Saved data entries
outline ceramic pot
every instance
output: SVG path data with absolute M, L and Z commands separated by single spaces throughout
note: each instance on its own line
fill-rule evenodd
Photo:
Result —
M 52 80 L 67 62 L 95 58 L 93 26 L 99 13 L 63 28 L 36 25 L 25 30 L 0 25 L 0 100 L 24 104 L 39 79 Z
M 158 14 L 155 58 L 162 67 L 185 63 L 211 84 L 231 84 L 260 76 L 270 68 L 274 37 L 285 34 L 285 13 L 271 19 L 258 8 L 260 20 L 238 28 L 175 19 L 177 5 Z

◆ **What you will do**: Rewrite every line of the items above, copying the requests unchanged. Multiply each coordinate in the answer paths by 1.85 and round to whole numbers, with halves going up.

◆ **Final result**:
outline ceramic pot
every instance
output: SVG path data with absolute M, L and Z commands separated by single spaces throughout
note: each instance on its own line
fill-rule evenodd
Photo:
Result —
M 96 148 L 124 115 L 176 107 L 172 48 L 183 24 L 117 52 L 67 46 L 46 56 L 0 46 L 0 185 L 44 192 L 72 146 Z
M 292 26 L 287 107 L 300 124 L 342 117 L 390 155 L 427 155 L 481 141 L 500 126 L 507 68 L 527 63 L 527 24 L 501 35 L 477 15 L 481 37 L 440 52 L 324 35 L 327 9 Z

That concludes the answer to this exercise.